((
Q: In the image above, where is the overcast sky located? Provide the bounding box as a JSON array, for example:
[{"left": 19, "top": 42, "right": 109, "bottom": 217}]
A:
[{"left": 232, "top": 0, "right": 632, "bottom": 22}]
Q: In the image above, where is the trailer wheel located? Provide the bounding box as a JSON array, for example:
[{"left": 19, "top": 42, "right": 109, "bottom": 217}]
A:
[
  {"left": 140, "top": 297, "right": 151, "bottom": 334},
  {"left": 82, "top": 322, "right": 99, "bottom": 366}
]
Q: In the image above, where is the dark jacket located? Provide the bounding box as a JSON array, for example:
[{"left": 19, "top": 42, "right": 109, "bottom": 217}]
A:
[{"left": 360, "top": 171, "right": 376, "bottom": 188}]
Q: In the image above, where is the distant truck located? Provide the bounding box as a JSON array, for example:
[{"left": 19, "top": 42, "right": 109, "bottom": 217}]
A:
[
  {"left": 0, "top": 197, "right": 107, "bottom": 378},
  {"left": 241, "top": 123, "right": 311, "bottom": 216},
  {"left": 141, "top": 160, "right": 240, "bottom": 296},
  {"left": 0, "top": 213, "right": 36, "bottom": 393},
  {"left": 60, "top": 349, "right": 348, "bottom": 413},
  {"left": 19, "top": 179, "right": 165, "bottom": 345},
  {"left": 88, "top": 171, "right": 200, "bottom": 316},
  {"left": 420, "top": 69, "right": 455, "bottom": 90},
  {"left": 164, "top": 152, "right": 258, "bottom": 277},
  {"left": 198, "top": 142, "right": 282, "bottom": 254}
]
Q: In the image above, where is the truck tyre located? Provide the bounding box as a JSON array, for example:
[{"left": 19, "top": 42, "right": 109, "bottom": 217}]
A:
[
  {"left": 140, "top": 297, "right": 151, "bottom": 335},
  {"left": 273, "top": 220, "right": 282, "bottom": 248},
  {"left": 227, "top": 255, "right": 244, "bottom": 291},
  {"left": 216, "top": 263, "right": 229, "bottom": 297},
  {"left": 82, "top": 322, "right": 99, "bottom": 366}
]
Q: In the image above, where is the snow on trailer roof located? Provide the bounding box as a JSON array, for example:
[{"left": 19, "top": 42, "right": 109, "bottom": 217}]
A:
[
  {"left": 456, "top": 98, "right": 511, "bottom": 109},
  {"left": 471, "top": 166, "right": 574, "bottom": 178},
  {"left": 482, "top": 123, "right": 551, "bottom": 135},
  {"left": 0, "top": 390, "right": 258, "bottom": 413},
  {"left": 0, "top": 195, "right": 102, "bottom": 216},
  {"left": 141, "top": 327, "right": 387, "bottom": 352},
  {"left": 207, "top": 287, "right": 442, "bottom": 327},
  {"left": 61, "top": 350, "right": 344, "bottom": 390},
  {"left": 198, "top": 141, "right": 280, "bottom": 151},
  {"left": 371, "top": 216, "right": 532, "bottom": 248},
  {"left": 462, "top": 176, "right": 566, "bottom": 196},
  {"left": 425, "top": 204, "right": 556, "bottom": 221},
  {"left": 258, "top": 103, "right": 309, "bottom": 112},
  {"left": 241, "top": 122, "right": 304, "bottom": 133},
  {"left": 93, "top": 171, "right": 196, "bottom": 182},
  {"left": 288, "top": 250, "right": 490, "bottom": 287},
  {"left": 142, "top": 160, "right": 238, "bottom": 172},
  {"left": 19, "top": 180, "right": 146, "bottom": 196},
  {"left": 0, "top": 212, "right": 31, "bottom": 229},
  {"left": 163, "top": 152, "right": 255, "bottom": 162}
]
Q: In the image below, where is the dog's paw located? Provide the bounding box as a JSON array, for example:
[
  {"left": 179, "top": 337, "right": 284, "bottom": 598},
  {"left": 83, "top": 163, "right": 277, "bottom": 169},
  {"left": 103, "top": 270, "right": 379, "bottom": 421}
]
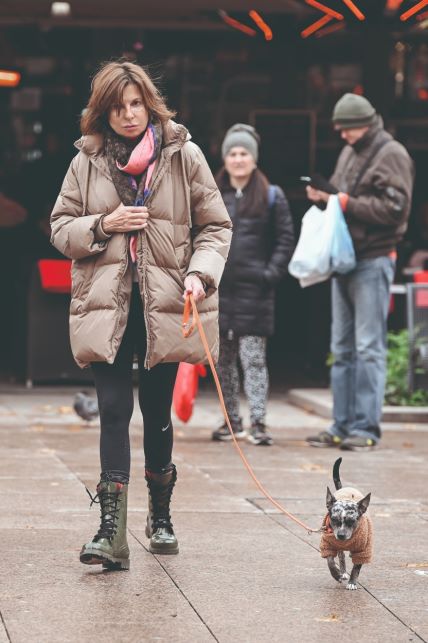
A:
[{"left": 346, "top": 583, "right": 357, "bottom": 589}]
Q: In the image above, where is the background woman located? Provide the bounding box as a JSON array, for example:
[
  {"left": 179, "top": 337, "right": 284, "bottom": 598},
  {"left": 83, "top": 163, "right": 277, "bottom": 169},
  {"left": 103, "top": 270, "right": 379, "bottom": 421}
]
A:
[
  {"left": 51, "top": 62, "right": 231, "bottom": 569},
  {"left": 212, "top": 123, "right": 294, "bottom": 445}
]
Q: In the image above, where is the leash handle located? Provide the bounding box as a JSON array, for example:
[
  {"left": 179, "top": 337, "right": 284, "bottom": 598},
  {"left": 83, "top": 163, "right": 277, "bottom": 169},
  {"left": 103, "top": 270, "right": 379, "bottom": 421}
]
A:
[
  {"left": 182, "top": 293, "right": 325, "bottom": 534},
  {"left": 181, "top": 293, "right": 198, "bottom": 339}
]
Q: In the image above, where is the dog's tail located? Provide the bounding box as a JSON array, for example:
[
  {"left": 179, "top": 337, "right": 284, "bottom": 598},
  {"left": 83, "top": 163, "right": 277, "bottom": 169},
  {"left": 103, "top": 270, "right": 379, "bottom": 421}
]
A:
[{"left": 333, "top": 458, "right": 342, "bottom": 489}]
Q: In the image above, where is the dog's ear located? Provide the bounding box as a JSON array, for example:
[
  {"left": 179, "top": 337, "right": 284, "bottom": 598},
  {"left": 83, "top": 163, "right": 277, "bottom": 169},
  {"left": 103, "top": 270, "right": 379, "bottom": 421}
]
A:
[
  {"left": 358, "top": 493, "right": 372, "bottom": 516},
  {"left": 325, "top": 487, "right": 336, "bottom": 511}
]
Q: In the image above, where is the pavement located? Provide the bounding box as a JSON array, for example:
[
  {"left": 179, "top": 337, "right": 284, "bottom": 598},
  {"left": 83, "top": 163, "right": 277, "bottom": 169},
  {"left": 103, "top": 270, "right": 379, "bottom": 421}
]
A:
[{"left": 0, "top": 389, "right": 428, "bottom": 643}]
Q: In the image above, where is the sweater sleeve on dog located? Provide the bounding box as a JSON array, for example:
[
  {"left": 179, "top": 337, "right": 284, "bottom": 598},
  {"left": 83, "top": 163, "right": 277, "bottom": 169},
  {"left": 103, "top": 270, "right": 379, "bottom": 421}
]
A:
[{"left": 351, "top": 516, "right": 373, "bottom": 565}]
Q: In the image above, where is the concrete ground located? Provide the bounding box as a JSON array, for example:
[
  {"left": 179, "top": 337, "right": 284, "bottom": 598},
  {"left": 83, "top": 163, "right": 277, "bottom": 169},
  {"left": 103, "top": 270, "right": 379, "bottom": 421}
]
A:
[{"left": 0, "top": 389, "right": 428, "bottom": 643}]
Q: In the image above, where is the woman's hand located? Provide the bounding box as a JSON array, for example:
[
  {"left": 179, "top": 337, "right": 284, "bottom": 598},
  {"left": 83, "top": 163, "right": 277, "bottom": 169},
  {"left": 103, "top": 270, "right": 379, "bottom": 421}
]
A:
[
  {"left": 183, "top": 275, "right": 206, "bottom": 303},
  {"left": 101, "top": 203, "right": 149, "bottom": 234},
  {"left": 306, "top": 185, "right": 330, "bottom": 203}
]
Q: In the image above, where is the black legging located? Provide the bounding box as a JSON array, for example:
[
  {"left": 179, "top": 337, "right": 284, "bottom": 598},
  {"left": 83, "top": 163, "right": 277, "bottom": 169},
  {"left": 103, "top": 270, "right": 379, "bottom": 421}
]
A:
[{"left": 92, "top": 284, "right": 178, "bottom": 479}]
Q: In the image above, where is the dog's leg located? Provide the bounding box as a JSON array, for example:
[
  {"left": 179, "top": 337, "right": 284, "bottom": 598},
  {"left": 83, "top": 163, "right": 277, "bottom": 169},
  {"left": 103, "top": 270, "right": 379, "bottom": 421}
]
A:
[
  {"left": 338, "top": 551, "right": 349, "bottom": 581},
  {"left": 346, "top": 565, "right": 362, "bottom": 589},
  {"left": 327, "top": 556, "right": 342, "bottom": 583}
]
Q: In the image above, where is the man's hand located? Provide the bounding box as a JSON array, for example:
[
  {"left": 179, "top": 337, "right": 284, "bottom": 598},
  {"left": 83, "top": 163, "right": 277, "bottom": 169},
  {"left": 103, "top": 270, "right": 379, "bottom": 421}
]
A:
[
  {"left": 101, "top": 203, "right": 149, "bottom": 234},
  {"left": 183, "top": 275, "right": 206, "bottom": 303},
  {"left": 306, "top": 185, "right": 330, "bottom": 203}
]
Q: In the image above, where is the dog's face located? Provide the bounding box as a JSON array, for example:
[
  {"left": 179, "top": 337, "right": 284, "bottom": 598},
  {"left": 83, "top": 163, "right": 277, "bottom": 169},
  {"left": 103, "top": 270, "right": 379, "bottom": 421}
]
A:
[{"left": 326, "top": 487, "right": 371, "bottom": 540}]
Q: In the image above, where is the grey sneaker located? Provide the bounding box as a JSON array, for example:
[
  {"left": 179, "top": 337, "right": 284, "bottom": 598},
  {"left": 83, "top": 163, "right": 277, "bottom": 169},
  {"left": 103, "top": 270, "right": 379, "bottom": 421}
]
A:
[
  {"left": 211, "top": 419, "right": 246, "bottom": 442},
  {"left": 340, "top": 435, "right": 377, "bottom": 451},
  {"left": 248, "top": 422, "right": 273, "bottom": 446},
  {"left": 306, "top": 431, "right": 342, "bottom": 449}
]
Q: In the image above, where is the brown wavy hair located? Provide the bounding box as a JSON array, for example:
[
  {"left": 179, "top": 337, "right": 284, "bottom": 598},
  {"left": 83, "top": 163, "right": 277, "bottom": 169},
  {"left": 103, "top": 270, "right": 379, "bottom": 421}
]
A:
[{"left": 80, "top": 61, "right": 175, "bottom": 134}]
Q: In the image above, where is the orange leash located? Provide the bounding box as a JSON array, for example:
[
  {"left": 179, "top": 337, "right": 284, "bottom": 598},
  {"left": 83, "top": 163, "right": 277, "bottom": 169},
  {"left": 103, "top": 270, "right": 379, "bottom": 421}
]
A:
))
Exercise goal — Copy out the records again from the line containing "Q: In the image above, where is the orange" through the end of the records, replacing "orange leash" with "red leash" and leaving everything else unchanged.

Correct output —
Q: In the image above, where is the red leash located? Provide the bounding box as a JSON array, for example:
[
  {"left": 179, "top": 337, "right": 284, "bottom": 598},
  {"left": 83, "top": 163, "right": 277, "bottom": 169},
  {"left": 103, "top": 270, "right": 379, "bottom": 421}
]
A:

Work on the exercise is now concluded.